■ **Exercise description**
Rewrite the records below, replacing every "headstone" with "grave marker" and leaving everything else unchanged.

■ **Records supplied**
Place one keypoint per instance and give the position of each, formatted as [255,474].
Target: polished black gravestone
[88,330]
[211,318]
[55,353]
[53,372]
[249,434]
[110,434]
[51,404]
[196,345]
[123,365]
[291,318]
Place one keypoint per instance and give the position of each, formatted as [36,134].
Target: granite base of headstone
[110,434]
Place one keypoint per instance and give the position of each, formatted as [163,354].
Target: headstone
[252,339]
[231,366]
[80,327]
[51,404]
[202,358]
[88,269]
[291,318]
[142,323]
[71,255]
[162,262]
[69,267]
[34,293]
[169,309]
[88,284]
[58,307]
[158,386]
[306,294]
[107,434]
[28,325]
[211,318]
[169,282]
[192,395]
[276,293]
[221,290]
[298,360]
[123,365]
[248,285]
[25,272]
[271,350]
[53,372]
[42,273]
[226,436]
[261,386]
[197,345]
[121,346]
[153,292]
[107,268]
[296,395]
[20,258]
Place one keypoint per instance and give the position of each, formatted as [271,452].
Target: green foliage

■ **Exercise answer**
Place one keypoint per instance and give the position of each, formatted as [255,474].
Target: polished black gravestone
[88,330]
[211,318]
[55,353]
[53,372]
[249,434]
[110,434]
[51,404]
[196,345]
[123,365]
[291,318]
Place one keypoint per instance and give the position of each, formatted as [36,134].
Target: granite base of grave marker
[110,434]
Place one keypoint per instance and give the position of each, formatted as [163,354].
Target: grave marker
[252,339]
[231,366]
[80,327]
[51,404]
[202,358]
[88,269]
[291,318]
[142,323]
[71,255]
[162,262]
[69,267]
[34,293]
[169,309]
[88,284]
[58,307]
[158,386]
[306,294]
[107,434]
[28,325]
[211,318]
[169,282]
[192,395]
[276,293]
[221,290]
[298,360]
[123,365]
[248,285]
[25,272]
[271,350]
[53,372]
[42,273]
[226,436]
[261,386]
[197,345]
[121,346]
[153,292]
[107,268]
[296,395]
[20,258]
Place one keypoint per instance and give the position of each, formatted as [271,452].
Target: green foliage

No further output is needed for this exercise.